__REQUIRED TASK A__
Which paragraph numbers are cited in the office action excerpt on neural node pruning? List every one.
__REQUIRED TASK B__
Extend the office action excerpt on neural node pruning, picking up right after its final sentence.

__EXCERPT__
— START —

For each neural node in the given layer, determining a marginal contribution value of a given node in the given layer with respect to the other neural nodes in the given layer based on an input vector to the given layer
[ (¶0025) “the diagonal of the Σ matrix lists singular values that indicate the relative importance of eigenvectors stored in the u and v* matrices to the SVD representation of the weight matrix”
	This citation shows the diagonal of the matrix which indicates relative importance of eigenvectors. Examiner notes that this is the equivalent to the marginal contribution score. With the weight matrix at the end of the citation being equivalent to the nodes in the given layer. ]
and a modified weight matrix, wherein the modified weight matrix is derived from the weight matrix by replacing weight of the given neural node in the given layer with a predefined weight;
[ (¶0028) “the CNN tuner generates a new weight matrix by multiplying the truncated Σ matrix by the truncated v* matrix and replacing the weight matrix of the selected layer with the new weight matrix” 
The new weight matrix from the citation would be the equivalent to the modified weight matrix from the claim. ]
executing, by the ANN improvement device, an elimination decision for each neural node in each layer
[ (¶0029) “In these examples, the CNN tuner prunes the weight matrix by zeroing values less than or equal to the pruning threshold.” 
Pruning the weight matrix by zeroing values is the equivalent to making an elimination decision on a particular neural node. Additionally, the pruning threshold could be any value or target that the user would want to set which could be the marginal contribution value. ]
	However what is not taught by Byun is the following:
wherein determining the marginal contribution value of the given neural node in the given layer with respect to other neural nodes in the given layer comprises a difference between an output loss of the ANN for the input vector based on the weight matrix for the given layer and an output loss of the ANN for the input vector based on the modified weight matrix for the given laver with respect to the given neural node;
executing, by the ANN improvement device, an elimination decision for each neural node in each layer by removing each neural node with no or negligible marginal contribution value based on the corresponding marginal contribution value in order to reduce computation;
for each remaining neural node in each layer, determining, by the ANN improvement device, a distributed surplus value of a given remaining neural node in a given layer based on the marginal contribution values of a coalition of remaining neural nodes in the given layer and a number of remaining neural nodes in the given layer;
updating, by the ANN improvement device, the weight matrix based on the distributed surplus value of each remaining neural node in each layer;
and improving, by the ANN improvement device, performance of the ANN by activating proper neural nodes using the updated weights of remaining neural nodes in the given layer.
Varadarajan however does teach some of these limitations as seen below:
for each remaining neural node in each layer, determining, by the ANN improvement device, a distributed surplus value of a given remaining neural node in a given layer based on the marginal contribution values of a coalition of remaining neural nodes in the given layer and a number of remaining neural nodes in the given layer;
[ (¶0143) “Propagation of error causes adjustments to edge weights, which depends on the gradient of the error at each edge.”

— END —

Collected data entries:
— START —

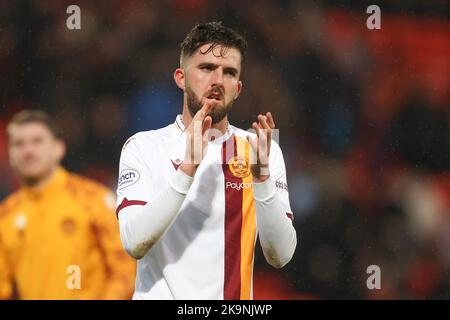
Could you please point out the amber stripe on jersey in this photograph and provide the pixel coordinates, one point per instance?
(240, 224)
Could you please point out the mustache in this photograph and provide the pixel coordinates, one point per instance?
(216, 90)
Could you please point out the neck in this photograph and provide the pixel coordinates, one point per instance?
(37, 184)
(187, 119)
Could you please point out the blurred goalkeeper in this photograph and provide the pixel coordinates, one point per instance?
(58, 232)
(193, 196)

— END —

__REPLY A__
¶0025, ¶0028, ¶0029, ¶0143

__REPLY B__
This citation by Varadarajan teaches distributing a correction value through propagation to the other nodes in the layer which will change the activation function/value for each neuron, through the now modified weight matrix. Examiner notes that the error adjustment is equivalent 
updating, by the ANN improvement device, the weight matrix based on the distributed surplus value of each remaining neural node in each layer.
[ (¶0143) “An edge weight is adjusted according to a percentage of the edge's gradient.” 
This citation teaches updating the weight matrix by adjusting the edge weight. The edge’s gradient is equivalent to the relation of the remaining neural nodes in each layer as the gradient is calculated by the relation of edge error to activation value of an upstream neuron. With the distributed surplus value being equivalent to the adjustment of the edge weight as taught in the above citation. ]
Therefore, it would be obvious to one of ordinary skill in the art, before the effective filing date of the claimed invention, to combine a CNN tuning system and method(s) for using it as taught from Byun with the system for enhancing a CNN which includes methods of distributing a corrected values from removed nodes to the remaining nodes as taught by Varadarajan. One of ordinary skill in the art, before the effective filing date of the claimed invention, would have found it obvious because the distribution of the error value to other nodes in the layer would decrease the error rate of the neural network [ Varadarajan (0143) ]. This has the obvious benefit of a more accurate system.
What Byun and Varadarajan both fail to explicitly teach is the following:
wherein determining the marginal contribution value of the given neural node in the given layer with respect to other neural nodes in the given layer comprises a difference between an output loss of the ANN for the input vector based on the weight matrix for the given layer and an output loss of the ANN for the input vector based on the modified weight matrix for the given laver with respect to the given neural node;
executing, by the ANN improvement device, an elimination decision for each neural node in each layer by removing each neural node with no or negligible marginal contribution value based on the corresponding marginal contribution value in order to reduce computation;
and improving, by the ANN improvement device, performance of the ANN by activating proper neural nodes using the updated weights of remaining neural nodes in the given layer.
WO2018 however does teach these limitations as seen below:
wherein determining the marginal contribution value of the given neural node in the given layer with respect to other neural nodes in the given layer comprises a difference between an output loss of the ANN for the input vector based on the weight matrix for the given layer and an output loss of the ANN for the input vector based on the modified weight matrix for the given laver with respect to the given neural node;
[ (Pg. 4, Paragraph 22) “The clipped neurons are neurons that contribute weakly to the neural network output and have poor expression ability. Therefore, the neural network after pruning and the pre-pruning Compared with the neural network, not only the compression and acceleration effects are obtained, but also the precision loss is small compared with that before the pruning.”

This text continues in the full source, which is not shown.